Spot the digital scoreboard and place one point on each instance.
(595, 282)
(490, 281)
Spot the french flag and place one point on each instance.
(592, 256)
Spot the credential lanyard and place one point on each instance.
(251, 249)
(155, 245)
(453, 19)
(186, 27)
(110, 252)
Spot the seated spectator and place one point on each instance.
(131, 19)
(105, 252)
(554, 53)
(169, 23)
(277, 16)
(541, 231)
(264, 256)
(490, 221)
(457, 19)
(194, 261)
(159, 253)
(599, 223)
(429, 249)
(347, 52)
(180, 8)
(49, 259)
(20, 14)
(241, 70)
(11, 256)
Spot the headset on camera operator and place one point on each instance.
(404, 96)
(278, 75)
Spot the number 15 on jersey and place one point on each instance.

---

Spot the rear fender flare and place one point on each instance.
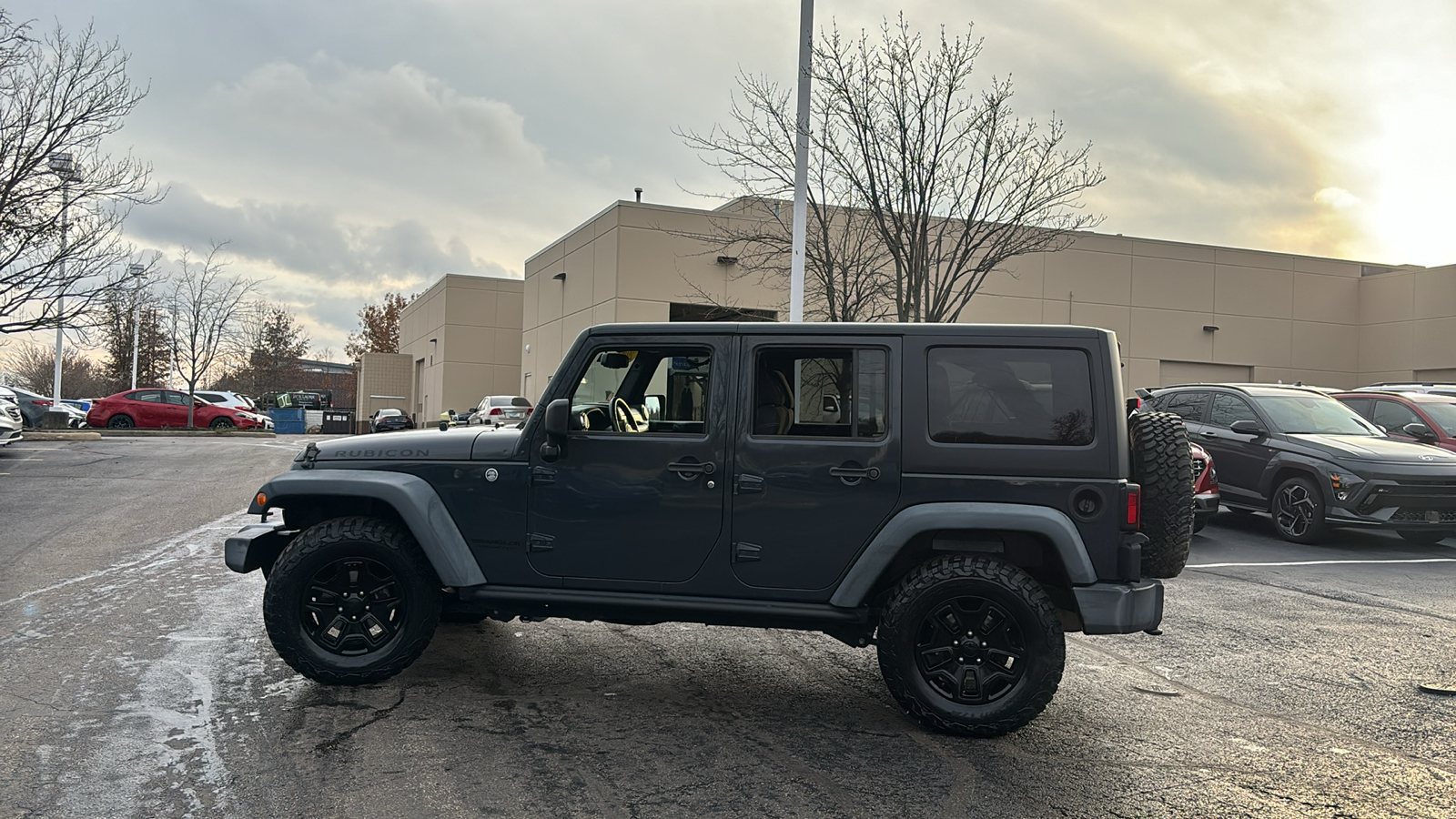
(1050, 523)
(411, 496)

• OBJECTIVE:
Copy out the records from the line containing "Spot the credential" through the line containing "Spot the number", including both of those lines. Add 94 to each number in every point coordinate pair and leave all other lines unchanged.

• FULL SOLUTION:
Spot the credential lanyard and place one point on each instance.
(345, 343)
(249, 339)
(547, 113)
(280, 121)
(204, 346)
Spot the seated spectator and place one point on each instance.
(225, 113)
(199, 346)
(648, 147)
(263, 117)
(371, 110)
(635, 325)
(358, 350)
(584, 315)
(551, 113)
(288, 355)
(253, 347)
(693, 317)
(523, 343)
(441, 146)
(274, 102)
(143, 353)
(114, 108)
(335, 164)
(105, 350)
Spot the headset on camera operator and place one point on each instance.
(498, 190)
(372, 169)
Spot the number 15 on jersey and place one point on each instance.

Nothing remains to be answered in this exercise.